# using panthenol



## catikit (Oct 7, 2012)

Hi there,
i want to make a tattoo after care balm, and i have read that 'panthenol' is an excellent ingredient to include. What is this? Is it a 'natural' ingredient? Also, how do i add it to my oil and wax mixture?
Many thanks


----------



## lsg (Oct 7, 2012)

Here is a link to one of my favorite sites:

http://swiftcraftymonkey.blogspot.com/s ... =panthenol


----------



## catikit (Oct 8, 2012)

Thanks - thats really useful. Very informative.
However, it appears to suggest that you must include some water content in the products which you wish to use panthenol in. Is this strictly true?


----------



## lsg (Oct 8, 2012)

Susan knows her stuff and I would tend to trust what she says.  Lotion Crafters states that their dl-panthenol powder is soluble in water, alcohol or propylene glycol.

## Goals
**A.** From the panthenol thread, print the passage starting at "Here is a link" and ending at "this strictly true?".
**B.** Answer these questions about the panthenol thread:
(i) What product does catikit want to make?
(ii) Into what mixture does catikit ask how to add panthenol?
(iii) According to Lotion Crafters, in what is their dl-panthenol powder soluble?
**C.** Write the next part of the panthenol thread, picking up after its final post.

## Recorded information
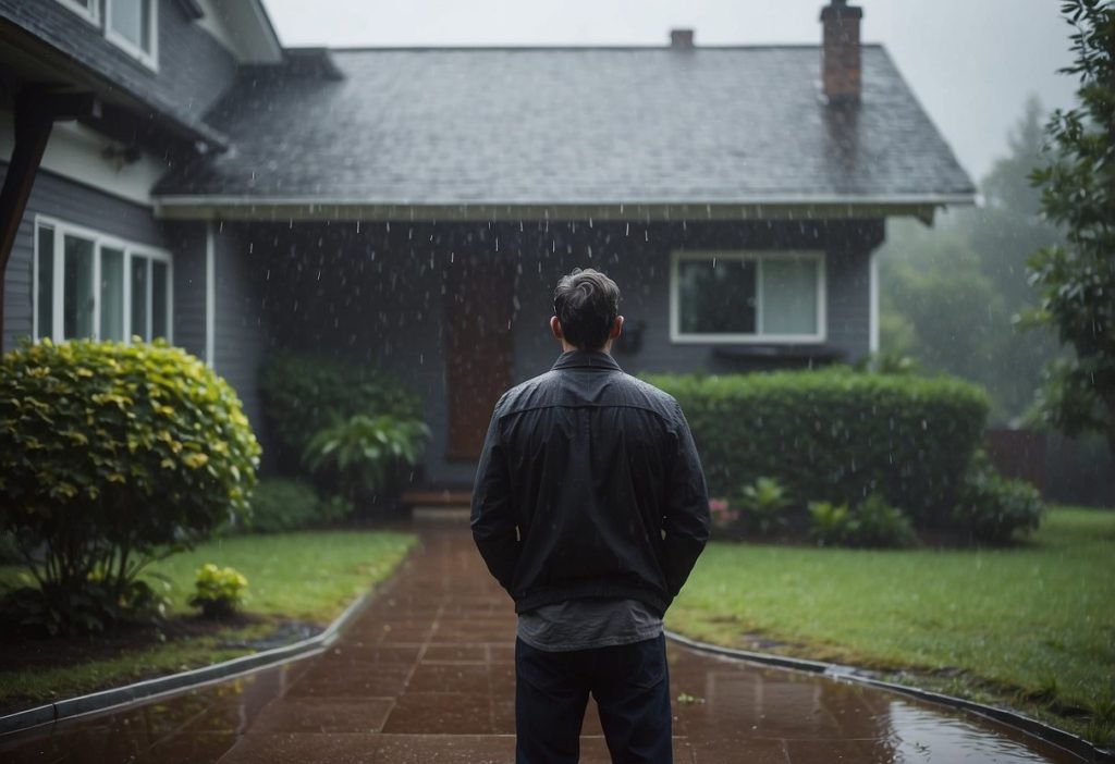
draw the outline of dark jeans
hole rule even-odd
[[[589,693],[612,762],[672,764],[666,639],[546,653],[515,640],[515,761],[575,764]]]

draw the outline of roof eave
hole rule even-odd
[[[312,197],[169,196],[155,198],[155,215],[191,221],[758,221],[917,217],[973,205],[972,193],[885,197],[768,197],[736,202],[398,202]]]

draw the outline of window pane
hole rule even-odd
[[[93,242],[66,236],[64,249],[62,337],[90,337],[94,327]]]
[[[755,262],[681,261],[678,306],[685,334],[754,334]]]
[[[55,229],[39,226],[39,283],[36,285],[39,337],[55,335]]]
[[[168,275],[166,263],[151,262],[151,333],[156,337],[166,337],[169,308],[169,301],[166,298]]]
[[[149,0],[108,0],[112,3],[113,31],[151,52]]]
[[[100,339],[124,339],[123,249],[100,249]]]
[[[763,261],[763,333],[817,333],[815,259],[770,257]]]
[[[151,340],[147,333],[147,258],[132,258],[132,334]]]

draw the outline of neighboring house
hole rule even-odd
[[[0,172],[33,174],[0,204],[4,347],[166,335],[258,431],[269,350],[370,360],[424,394],[443,486],[555,357],[574,266],[624,291],[628,371],[855,361],[885,218],[975,195],[860,17],[825,7],[822,46],[321,50],[259,0],[0,0]],[[79,115],[37,174],[21,110],[25,155]]]

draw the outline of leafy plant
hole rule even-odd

## Answers to each task
**A.**
Here is a link to one of my favorite sites:

http://swiftcraftymonkey.blogspot.com/s ... =panthenol


----------



## catikit (Oct 8, 2012)

Thanks - thats really useful. Very informative.
However, it appears to suggest that you must include some water content in the products which you wish to use panthenol in. Is this strictly true?

**B.**
(i) A tattoo after care balm.
(ii) An oil and wax mixture.
(iii) Water, alcohol or propylene glycol.

**C.**
----------



## Lindy (Oct 8, 2012)

Yes Panthenol requires water.  For after tattoo care you are not going to want to use DPG (skin irritant) or alcohol.  You can make a thick aqueous cream and it would actually apply nicer than a balm, less drag.  By upping your ewax plus adding some stearic acid you would end up with a wonderful cream.  Keep in mind that the best products are ones that are nature and science properly balanced.  Not everything scientific  is evil just as not everything that is natural is safe....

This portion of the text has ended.